What you should do
Reproduce the hedgehog cage thread below word for word, in full.

Page extract
§ §
# Is this too busy?



## Alastormarie (Jun 19, 2021)

Hello! I am getting a hedgehog soon and I want to make sure my cage looks okay. I have watched hours of videos and read countless articles along with talking to the breeder and this is what I’ve decided on. I went with a bioactive as I have a lot of reptiles and a hamster on a bio set up and see a huge benefit of it. I followed Tyler rugge video (and took into consideration his follow up video) on how to best set it up. I of course still plan to spot clean and see if it works for my hedgie but I know for sure I don’t want to do fleece. I’ve read so much that hedgehogs like busy cages but none of the videos I saw looked like they were super busy so I want to know if this is too busy? It’s about 6 sq/ft cage. The wheel is a niteangel 11inch and I think I’m going to offer a bowl and bottle for water just in case. As far as the set up goes does it look too busy? I will change whatever I need to before I bring my baby home. Thank you!


----------



## Spiky_Floof<3 (Jun 21, 2019)

If I'm being honest, it looks a little small to me. But Since there is no hedgehog in it I might be misjudging the size lol. It looks good, maybe put a few more interactive toys in there every once in a while?


----------



## Alastormarie (Jun 19, 2021)

Spiky_Floof<3 said:


> If I'm being honest, it looks a little small to me. But Since there is no hedgehog in it I might be misjudging the size lol. It looks good, maybe put a few more interactive toys in there every once in a while?
§ §
Source data
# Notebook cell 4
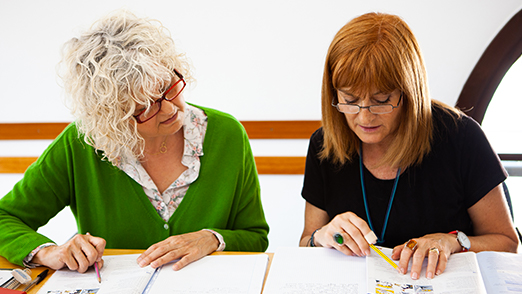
§ §
Completed task
# Is this too busy?



## Alastormarie (Jun 19, 2021)

Hello! I am getting a hedgehog soon and I want to make sure my cage looks okay. I have watched hours of videos and read countless articles along with talking to the breeder and this is what I’ve decided on. I went with a bioactive as I have a lot of reptiles and a hamster on a bio set up and see a huge benefit of it. I followed Tyler rugge video (and took into consideration his follow up video) on how to best set it up. I of course still plan to spot clean and see if it works for my hedgie but I know for sure I don’t want to do fleece. I’ve read so much that hedgehogs like busy cages but none of the videos I saw looked like they were super busy so I want to know if this is too busy? It’s about 6 sq/ft cage. The wheel is a niteangel 11inch and I think I’m going to offer a bowl and bottle for water just in case. As far as the set up goes does it look too busy? I will change whatever I need to before I bring my baby home. Thank you!


----------



## Spiky_Floof<3 (Jun 21, 2019)

If I'm being honest, it looks a little small to me. But Since there is no hedgehog in it I might be misjudging the size lol. It looks good, maybe put a few more interactive toys in there every once in a while?


----------



## Alastormarie (Jun 19, 2021)

Spiky_Floof<3 said:


> If I'm being honest, it looks a little small to me. But Since there is no hedgehog in it I might be misjudging the size lol. It looks good, maybe put a few more interactive toys in there every once in a while?